EXTRACT:

Dividend stocks never fall out of favor with smart investors and, lately, the income they provide has given cash-hungry investors a way to pull more money from their portfolios. When you look at some of the top dividend stocks, you'll find Sysco (SYY -0.94%) among their ranks, in part because the food-distribution company qualifies among the elite group of Dividend Aristocrats. In order to be a member of the Dividend Aristocrats, a company has to make annual dividend increases for 25 straight years or more, and that requirement narrows down the universe of thousands of stocks to just a few dozen.
Sysco isn't a name that most Americans see regularly, as you won't generally find its products on grocery store shelves. But when you see food preparation at restaurants, hotels and convention centers, campus dining halls, and hospitals, you'll find Sysco products playing a vital role in helping its customers meet their obligations to the people who depend on them for high-quality food. Below, we'll take a closer look at Sysco.
Dividend Stats on Sysco
Current Quarterly Dividend Per Share |
$0.29 |
Current Yield |
3.2% |
Number of Consecutive Years With Dividend Increases |
44 years |
Payout Ratio |
72% |
Last Increase |
December 2013 |
How Sysco profits from never-ending demand
The nice thing about the food industry is that people always need to eat. Handling the logistics of getting food from rural farm areas to the cities where demand is highest involves major challenges. However, it offers Sysco the chance to act as an intermediary that connects the suppliers it relies on for raw ingredients with the institutional and commercial end users that prepare the food for diners to eat.
According to the International Foodservice Distributors Association, total industry sales of $235 billion show the scope of the network necessary to get food from where it's grown to where it's eaten. With revenue expected to approach $50 billion in the current fiscal year, Sysco has a large market share of the industry; but it also still has room to go up against competitors to increase its footprint in food distribution.
As a result of that dominance, Sysco is quite profitable, and it has been good about sharing its profits with investors. The company's dividends have more than doubled in the past decade and, longer term, Sysco has produced even more impressive dividend growth.
Since the financial crisis, though, Sysco's dividend growth has slowed. After developing a reputation for double-digit percentage increases throughout the early and mid-2000s, Sysco has kept its increases to $0.01 per share on a quarterly basis since 2009.

RECORDS:
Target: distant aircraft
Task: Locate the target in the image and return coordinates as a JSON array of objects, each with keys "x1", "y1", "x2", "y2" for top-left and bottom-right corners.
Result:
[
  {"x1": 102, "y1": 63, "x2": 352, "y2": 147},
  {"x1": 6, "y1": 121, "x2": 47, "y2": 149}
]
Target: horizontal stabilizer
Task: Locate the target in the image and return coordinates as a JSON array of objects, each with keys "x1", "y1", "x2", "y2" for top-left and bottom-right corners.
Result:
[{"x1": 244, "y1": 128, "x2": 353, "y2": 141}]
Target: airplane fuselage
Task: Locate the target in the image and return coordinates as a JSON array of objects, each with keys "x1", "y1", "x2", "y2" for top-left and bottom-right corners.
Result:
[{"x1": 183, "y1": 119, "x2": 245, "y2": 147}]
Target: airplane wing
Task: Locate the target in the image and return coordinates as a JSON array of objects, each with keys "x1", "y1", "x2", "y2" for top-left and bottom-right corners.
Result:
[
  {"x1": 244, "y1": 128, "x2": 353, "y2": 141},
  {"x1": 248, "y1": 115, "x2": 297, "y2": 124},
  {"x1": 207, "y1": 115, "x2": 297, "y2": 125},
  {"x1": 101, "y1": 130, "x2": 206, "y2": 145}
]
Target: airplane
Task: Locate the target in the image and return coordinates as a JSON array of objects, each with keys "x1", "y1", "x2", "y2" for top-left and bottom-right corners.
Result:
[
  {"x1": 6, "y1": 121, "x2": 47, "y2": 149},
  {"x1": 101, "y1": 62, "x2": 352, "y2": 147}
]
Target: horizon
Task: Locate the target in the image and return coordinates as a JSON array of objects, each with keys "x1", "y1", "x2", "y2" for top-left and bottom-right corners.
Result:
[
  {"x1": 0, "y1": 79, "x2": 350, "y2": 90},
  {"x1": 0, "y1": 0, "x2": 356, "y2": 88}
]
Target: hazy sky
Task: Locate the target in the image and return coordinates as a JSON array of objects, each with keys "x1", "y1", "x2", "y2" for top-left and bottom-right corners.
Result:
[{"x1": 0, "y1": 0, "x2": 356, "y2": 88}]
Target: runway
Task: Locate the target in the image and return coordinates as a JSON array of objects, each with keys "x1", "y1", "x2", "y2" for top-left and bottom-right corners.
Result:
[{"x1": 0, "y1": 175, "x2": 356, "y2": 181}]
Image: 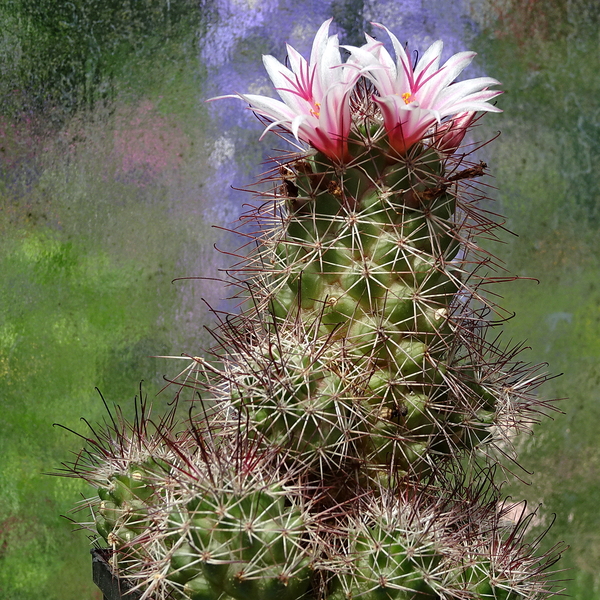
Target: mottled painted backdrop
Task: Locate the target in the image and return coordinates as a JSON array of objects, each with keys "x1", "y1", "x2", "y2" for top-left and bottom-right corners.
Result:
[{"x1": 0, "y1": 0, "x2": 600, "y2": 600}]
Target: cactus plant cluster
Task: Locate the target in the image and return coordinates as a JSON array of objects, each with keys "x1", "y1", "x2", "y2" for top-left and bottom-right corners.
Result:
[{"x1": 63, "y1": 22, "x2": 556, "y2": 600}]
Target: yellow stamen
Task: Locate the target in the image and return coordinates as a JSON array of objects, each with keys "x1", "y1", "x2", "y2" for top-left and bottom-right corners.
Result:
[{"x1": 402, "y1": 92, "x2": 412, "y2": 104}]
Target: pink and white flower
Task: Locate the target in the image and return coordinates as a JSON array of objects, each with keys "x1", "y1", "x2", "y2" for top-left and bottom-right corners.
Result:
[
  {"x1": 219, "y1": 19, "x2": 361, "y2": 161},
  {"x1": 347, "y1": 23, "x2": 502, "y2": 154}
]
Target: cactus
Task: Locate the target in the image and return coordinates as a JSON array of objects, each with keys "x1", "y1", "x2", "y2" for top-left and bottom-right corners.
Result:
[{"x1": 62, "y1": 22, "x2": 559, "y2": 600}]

* * *

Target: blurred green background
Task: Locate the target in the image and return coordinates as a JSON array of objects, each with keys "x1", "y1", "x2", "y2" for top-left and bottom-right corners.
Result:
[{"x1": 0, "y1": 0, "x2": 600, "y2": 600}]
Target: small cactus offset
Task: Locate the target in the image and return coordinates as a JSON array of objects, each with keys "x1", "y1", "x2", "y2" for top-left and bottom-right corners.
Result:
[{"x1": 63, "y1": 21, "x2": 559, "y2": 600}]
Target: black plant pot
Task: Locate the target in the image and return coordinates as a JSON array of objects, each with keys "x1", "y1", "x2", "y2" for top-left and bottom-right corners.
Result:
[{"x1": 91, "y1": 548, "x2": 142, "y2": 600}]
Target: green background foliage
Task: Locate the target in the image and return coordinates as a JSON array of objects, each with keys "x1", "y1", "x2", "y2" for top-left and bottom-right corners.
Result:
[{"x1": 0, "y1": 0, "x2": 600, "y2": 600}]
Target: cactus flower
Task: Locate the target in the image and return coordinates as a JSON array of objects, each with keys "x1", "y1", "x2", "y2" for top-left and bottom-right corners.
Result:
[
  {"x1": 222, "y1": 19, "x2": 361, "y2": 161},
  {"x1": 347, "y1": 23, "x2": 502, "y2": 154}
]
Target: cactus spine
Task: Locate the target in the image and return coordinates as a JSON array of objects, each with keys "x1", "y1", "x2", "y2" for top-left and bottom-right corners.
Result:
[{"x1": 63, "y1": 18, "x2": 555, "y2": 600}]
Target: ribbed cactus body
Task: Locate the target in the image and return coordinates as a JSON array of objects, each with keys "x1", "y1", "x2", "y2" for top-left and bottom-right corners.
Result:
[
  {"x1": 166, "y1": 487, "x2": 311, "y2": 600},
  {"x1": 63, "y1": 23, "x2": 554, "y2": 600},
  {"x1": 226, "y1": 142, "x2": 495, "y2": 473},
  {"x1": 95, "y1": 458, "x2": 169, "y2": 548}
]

TASKS FOR THIS EXERCISE:
1 – Echo the Sysco article word for word, starting with "Sysco isn't a" and going on through "look at Sysco.".
2 – Translate this sentence from the Sysco article into Spanish: "The nice thing about the food industry is that people always need to eat."
3 – Pick up the article on Sysco's dividends after its last sentence and write what comes next.

ANSWERS TO THE EXERCISES:
1 –
Sysco isn't a name that most Americans see regularly, as you won't generally find its products on grocery store shelves. But when you see food preparation at restaurants, hotels and convention centers, campus dining halls, and hospitals, you'll find Sysco products playing a vital role in helping its customers meet their obligations to the people who depend on them for high-quality food. Below, we'll take a closer look at Sysco.

2 – Lo bueno de la industria alimentaria es que la gente siempre necesita comer.

3 –
Can Sysco still grow?
One problem that Sysco faces is finding new ways to generate growth. Some of the challenges come from changing appetites among U.S. consumers. Although those pressures have hit more consumer-facing companies like ConAgra (CAG 0.38%) more strongly, Sysco has nevertheless seen pressure to its earnings growth. In its search for growth, Sysco has looked increasingly at acquisitions, and its $3.5 billion takeover of privately held U.S. Foods represented just the latest in a series of mostly smaller buyouts aimed at consolidating a deeply fragmented industry into a more integrated national network.
Nevertheless, investors have high hopes that Sysco will use its position as an industry leader to find new opportunities. With expectations for earnings growth of around 7% to 8% both this fiscal year and next, Sysco hopes to find new sources of revenue, and increased efficiency to improve its bottom line.
Why Sysco needs more opportunities
Dividend investors need to keep an eye on Sysco's efforts to boost its earnings, however, because the company's current earnings payout ratio is relatively high. With Sysco paying out more than $0.70 in dividends for every $1 in earnings, its ability to make larger dividend payments could suffer if it can't produce the earnings growth investors currently expect. Still, the ratio isn't high enough to have immediate concerns about an end to its dividend-increase streak.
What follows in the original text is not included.